Data drawn from a collection:
## BEGIN
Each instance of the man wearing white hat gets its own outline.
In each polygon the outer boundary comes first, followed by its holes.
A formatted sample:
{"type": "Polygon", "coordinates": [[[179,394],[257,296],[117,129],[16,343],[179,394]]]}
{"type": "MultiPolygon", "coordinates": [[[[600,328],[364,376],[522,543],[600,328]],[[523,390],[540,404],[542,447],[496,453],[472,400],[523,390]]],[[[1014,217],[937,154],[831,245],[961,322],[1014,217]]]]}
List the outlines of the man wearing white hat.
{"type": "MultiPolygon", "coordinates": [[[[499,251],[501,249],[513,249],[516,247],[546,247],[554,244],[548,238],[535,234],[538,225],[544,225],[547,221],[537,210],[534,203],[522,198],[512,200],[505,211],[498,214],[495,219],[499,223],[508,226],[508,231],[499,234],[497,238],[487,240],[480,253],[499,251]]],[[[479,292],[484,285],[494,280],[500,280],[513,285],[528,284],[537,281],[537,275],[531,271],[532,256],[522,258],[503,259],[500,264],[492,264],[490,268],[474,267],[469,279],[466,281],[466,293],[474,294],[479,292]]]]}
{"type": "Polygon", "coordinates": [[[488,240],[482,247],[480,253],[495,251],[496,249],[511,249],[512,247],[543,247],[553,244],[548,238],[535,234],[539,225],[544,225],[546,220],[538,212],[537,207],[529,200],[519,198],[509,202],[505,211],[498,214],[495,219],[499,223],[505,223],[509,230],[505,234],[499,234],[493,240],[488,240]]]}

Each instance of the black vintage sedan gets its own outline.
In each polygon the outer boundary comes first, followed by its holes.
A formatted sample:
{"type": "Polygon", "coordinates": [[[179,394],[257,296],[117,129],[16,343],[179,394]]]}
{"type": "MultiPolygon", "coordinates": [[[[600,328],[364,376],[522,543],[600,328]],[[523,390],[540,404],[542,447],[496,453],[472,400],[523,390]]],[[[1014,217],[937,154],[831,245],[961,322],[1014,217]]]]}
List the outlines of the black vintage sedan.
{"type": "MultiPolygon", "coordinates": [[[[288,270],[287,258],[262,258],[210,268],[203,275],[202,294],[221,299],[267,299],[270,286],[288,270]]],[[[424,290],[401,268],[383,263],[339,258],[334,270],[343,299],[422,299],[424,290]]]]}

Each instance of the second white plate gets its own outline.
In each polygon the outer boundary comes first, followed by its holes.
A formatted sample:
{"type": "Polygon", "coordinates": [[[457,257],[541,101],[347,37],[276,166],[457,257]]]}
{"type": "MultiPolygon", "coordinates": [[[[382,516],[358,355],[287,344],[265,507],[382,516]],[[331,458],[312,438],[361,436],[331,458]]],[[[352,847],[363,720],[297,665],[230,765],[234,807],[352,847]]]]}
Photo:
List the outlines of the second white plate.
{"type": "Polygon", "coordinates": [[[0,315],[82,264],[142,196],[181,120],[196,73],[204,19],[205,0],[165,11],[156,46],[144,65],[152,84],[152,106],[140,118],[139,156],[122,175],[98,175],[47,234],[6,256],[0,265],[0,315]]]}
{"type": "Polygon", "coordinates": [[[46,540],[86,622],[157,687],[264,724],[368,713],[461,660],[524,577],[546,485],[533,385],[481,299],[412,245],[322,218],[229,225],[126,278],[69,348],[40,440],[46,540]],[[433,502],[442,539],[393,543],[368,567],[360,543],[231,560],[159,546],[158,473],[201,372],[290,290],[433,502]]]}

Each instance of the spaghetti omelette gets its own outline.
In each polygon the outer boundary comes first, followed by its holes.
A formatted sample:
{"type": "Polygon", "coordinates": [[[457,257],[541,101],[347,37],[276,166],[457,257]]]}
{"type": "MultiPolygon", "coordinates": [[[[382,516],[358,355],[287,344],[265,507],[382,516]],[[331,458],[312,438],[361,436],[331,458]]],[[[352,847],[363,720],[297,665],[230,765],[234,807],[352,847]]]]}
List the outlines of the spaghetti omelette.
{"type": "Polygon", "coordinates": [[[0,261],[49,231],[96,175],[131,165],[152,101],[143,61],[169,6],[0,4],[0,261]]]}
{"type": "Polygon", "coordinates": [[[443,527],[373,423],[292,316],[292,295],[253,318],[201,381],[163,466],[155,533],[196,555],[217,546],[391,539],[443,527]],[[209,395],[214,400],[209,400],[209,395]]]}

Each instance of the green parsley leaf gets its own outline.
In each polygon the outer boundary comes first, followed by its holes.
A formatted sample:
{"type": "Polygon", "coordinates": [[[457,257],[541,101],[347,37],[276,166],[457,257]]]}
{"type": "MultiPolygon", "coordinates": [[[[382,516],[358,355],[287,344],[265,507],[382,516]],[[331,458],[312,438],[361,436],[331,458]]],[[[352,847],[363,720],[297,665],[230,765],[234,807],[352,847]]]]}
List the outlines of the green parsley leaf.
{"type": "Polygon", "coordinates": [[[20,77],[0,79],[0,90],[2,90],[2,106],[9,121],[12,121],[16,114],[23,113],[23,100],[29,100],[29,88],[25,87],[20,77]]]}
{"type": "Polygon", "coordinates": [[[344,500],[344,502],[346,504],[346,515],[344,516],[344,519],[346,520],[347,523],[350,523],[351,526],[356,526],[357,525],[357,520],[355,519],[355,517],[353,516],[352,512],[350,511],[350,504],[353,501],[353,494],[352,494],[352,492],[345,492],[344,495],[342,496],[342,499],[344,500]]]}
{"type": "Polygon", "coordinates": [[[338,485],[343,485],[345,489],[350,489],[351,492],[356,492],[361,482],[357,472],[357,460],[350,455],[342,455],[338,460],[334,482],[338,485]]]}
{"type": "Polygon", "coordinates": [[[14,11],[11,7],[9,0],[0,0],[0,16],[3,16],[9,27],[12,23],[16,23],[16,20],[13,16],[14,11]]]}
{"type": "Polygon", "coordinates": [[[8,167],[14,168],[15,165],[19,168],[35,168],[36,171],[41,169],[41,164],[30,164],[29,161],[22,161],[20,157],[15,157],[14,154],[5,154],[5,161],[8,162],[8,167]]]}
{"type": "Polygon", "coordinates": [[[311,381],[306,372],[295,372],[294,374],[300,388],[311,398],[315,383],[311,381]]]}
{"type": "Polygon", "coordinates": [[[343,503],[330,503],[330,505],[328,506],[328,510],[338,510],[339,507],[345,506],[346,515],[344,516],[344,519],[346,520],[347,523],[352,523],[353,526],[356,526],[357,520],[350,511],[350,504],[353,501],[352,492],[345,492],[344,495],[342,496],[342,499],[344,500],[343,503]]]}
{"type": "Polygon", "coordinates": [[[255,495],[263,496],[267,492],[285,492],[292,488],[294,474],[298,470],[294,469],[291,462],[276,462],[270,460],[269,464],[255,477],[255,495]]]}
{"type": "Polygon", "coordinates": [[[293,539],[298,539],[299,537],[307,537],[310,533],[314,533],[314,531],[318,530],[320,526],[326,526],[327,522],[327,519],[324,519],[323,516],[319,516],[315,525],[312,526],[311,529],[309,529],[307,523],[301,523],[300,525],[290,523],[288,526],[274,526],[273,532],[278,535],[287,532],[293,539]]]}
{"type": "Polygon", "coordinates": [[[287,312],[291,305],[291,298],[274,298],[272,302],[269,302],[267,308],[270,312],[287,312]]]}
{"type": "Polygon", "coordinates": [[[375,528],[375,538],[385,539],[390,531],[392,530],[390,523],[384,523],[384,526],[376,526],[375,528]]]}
## END
WRITTEN TASK: Reproduce every line of the material above without changing any character.

CORRECT RESULT:
Each instance of the man wearing white hat gets its own outline.
In each polygon the outer boundary comes first, followed by its holes.
A formatted sample:
{"type": "Polygon", "coordinates": [[[179,394],[257,296],[117,129],[16,343],[179,394]]]}
{"type": "MultiPolygon", "coordinates": [[[[600,328],[364,376],[522,543],[600,328]],[[523,390],[540,404],[542,447],[496,453],[472,400],[523,390]]],[[[1014,217],[937,154],[831,245],[961,322],[1014,217]]]]}
List the outlines of the man wearing white hat.
{"type": "MultiPolygon", "coordinates": [[[[499,251],[501,249],[513,249],[516,247],[546,247],[554,244],[548,238],[535,234],[538,225],[544,225],[547,221],[537,210],[534,203],[522,198],[512,200],[505,211],[498,214],[495,219],[499,223],[508,226],[508,231],[499,234],[497,238],[487,240],[480,253],[499,251]]],[[[479,292],[484,285],[494,280],[500,280],[513,285],[528,284],[537,281],[537,275],[531,271],[532,256],[522,258],[503,259],[500,264],[492,264],[490,268],[474,267],[469,279],[466,281],[466,293],[474,294],[479,292]]]]}
{"type": "Polygon", "coordinates": [[[488,240],[482,247],[480,253],[495,251],[496,249],[511,249],[512,247],[543,247],[553,244],[548,238],[535,234],[539,225],[544,225],[546,220],[538,212],[537,207],[529,200],[519,198],[509,202],[505,211],[498,214],[495,219],[499,223],[505,223],[509,230],[505,234],[499,234],[493,240],[488,240]]]}

Each instance of the black vintage sedan gets its own outline.
In each polygon the outer boundary comes first, followed by its holes.
A formatted sample:
{"type": "Polygon", "coordinates": [[[179,394],[257,296],[117,129],[16,343],[179,394]]]}
{"type": "MultiPolygon", "coordinates": [[[[600,328],[364,376],[522,543],[600,328]],[[523,390],[540,404],[542,447],[496,453],[472,400],[523,390]]],[[[1014,217],[937,154],[831,245],[961,322],[1014,217]]]]}
List the outlines of the black vintage sedan.
{"type": "MultiPolygon", "coordinates": [[[[288,270],[287,258],[262,258],[210,268],[203,275],[202,294],[221,299],[267,299],[270,286],[288,270]]],[[[424,290],[401,268],[383,263],[339,258],[334,270],[343,299],[422,299],[424,290]]]]}

Each instance of the second white plate gets its own outline.
In each polygon the outer boundary comes first, followed by its holes.
A formatted sample:
{"type": "Polygon", "coordinates": [[[457,257],[541,101],[347,37],[276,166],[457,257]]]}
{"type": "MultiPolygon", "coordinates": [[[[382,516],[358,355],[287,344],[265,507],[382,516]],[[331,458],[312,438],[361,436],[331,458]]],[[[352,847],[363,720],[297,665],[230,765],[234,807],[352,847]]]]}
Photo:
List the outlines of the second white plate.
{"type": "Polygon", "coordinates": [[[0,315],[82,264],[142,196],[181,120],[196,73],[204,19],[205,0],[165,11],[156,46],[144,65],[152,84],[152,106],[140,118],[139,156],[122,175],[98,175],[47,234],[6,256],[0,265],[0,315]]]}
{"type": "Polygon", "coordinates": [[[46,540],[86,622],[157,687],[264,724],[368,713],[461,660],[524,577],[546,485],[533,385],[481,299],[412,245],[322,218],[229,225],[126,278],[69,348],[40,440],[46,540]],[[433,502],[442,539],[393,543],[368,567],[360,543],[231,560],[159,546],[158,473],[201,372],[290,290],[433,502]]]}

Each instance of the spaghetti omelette gets its own outline.
In each polygon the outer boundary comes first, followed by its holes.
A formatted sample:
{"type": "Polygon", "coordinates": [[[457,257],[541,101],[347,37],[276,166],[457,257]]]}
{"type": "MultiPolygon", "coordinates": [[[[382,516],[358,355],[287,344],[265,507],[382,516]],[[331,458],[312,438],[361,436],[331,458]]],[[[352,847],[363,720],[297,665],[230,765],[234,807],[352,847]]]]}
List the outlines of the spaghetti omelette.
{"type": "Polygon", "coordinates": [[[0,261],[49,231],[96,175],[131,165],[152,101],[143,61],[169,6],[0,4],[0,261]]]}
{"type": "Polygon", "coordinates": [[[443,527],[373,423],[292,316],[292,295],[253,318],[201,381],[163,466],[155,533],[196,555],[217,546],[391,539],[443,527]],[[209,395],[214,400],[209,400],[209,395]]]}

Each instance of the green parsley leaf gets its own outline.
In each polygon the outer boundary comes first, followed by its holes.
A formatted sample:
{"type": "Polygon", "coordinates": [[[457,257],[541,101],[347,37],[276,166],[457,257]]]}
{"type": "MultiPolygon", "coordinates": [[[[382,516],[358,355],[287,344],[265,507],[382,516]],[[331,458],[312,438],[361,436],[331,458]]],[[[352,847],[363,720],[297,665],[230,765],[234,807],[352,847]]]]}
List the outlines of the green parsley leaf.
{"type": "Polygon", "coordinates": [[[20,77],[0,79],[0,90],[2,90],[2,106],[9,121],[12,121],[16,114],[23,113],[23,100],[29,100],[29,88],[25,87],[20,77]]]}
{"type": "Polygon", "coordinates": [[[344,500],[344,502],[346,504],[346,515],[344,516],[344,519],[346,520],[347,523],[350,523],[351,526],[356,526],[357,525],[357,520],[355,519],[355,517],[353,516],[352,512],[350,511],[350,504],[353,501],[353,494],[352,494],[352,492],[345,492],[344,495],[342,496],[342,499],[344,500]]]}
{"type": "Polygon", "coordinates": [[[338,485],[343,485],[345,489],[350,489],[351,492],[356,492],[361,482],[357,472],[357,460],[350,455],[342,455],[338,460],[334,482],[338,485]]]}
{"type": "Polygon", "coordinates": [[[14,11],[11,7],[9,0],[0,0],[0,16],[3,16],[9,27],[12,23],[16,23],[16,20],[13,16],[14,11]]]}
{"type": "Polygon", "coordinates": [[[8,167],[14,168],[15,165],[19,168],[35,168],[36,171],[41,169],[41,164],[30,164],[29,161],[22,161],[20,157],[15,157],[14,154],[5,154],[5,161],[8,162],[8,167]]]}
{"type": "Polygon", "coordinates": [[[311,381],[306,372],[295,372],[294,374],[300,388],[311,398],[315,383],[311,381]]]}
{"type": "Polygon", "coordinates": [[[343,503],[330,503],[330,505],[328,506],[328,510],[338,510],[339,507],[345,506],[346,515],[344,516],[344,519],[346,520],[347,523],[352,523],[353,526],[356,526],[357,520],[350,511],[350,504],[353,501],[352,492],[345,492],[344,495],[342,496],[342,499],[344,500],[343,503]]]}
{"type": "Polygon", "coordinates": [[[255,495],[263,496],[267,492],[285,492],[292,488],[294,474],[298,470],[294,469],[291,462],[276,462],[270,460],[269,464],[255,477],[255,495]]]}
{"type": "Polygon", "coordinates": [[[293,539],[298,539],[299,537],[307,537],[310,533],[314,533],[314,531],[318,530],[320,526],[326,526],[327,522],[327,519],[324,519],[323,516],[319,516],[315,525],[312,526],[311,529],[309,529],[307,523],[301,523],[300,525],[290,523],[288,526],[274,526],[273,532],[278,535],[287,532],[293,539]]]}
{"type": "Polygon", "coordinates": [[[287,312],[291,305],[291,298],[274,298],[272,302],[269,302],[267,308],[270,312],[287,312]]]}
{"type": "Polygon", "coordinates": [[[375,528],[375,538],[385,539],[390,531],[392,530],[390,523],[384,523],[384,526],[376,526],[375,528]]]}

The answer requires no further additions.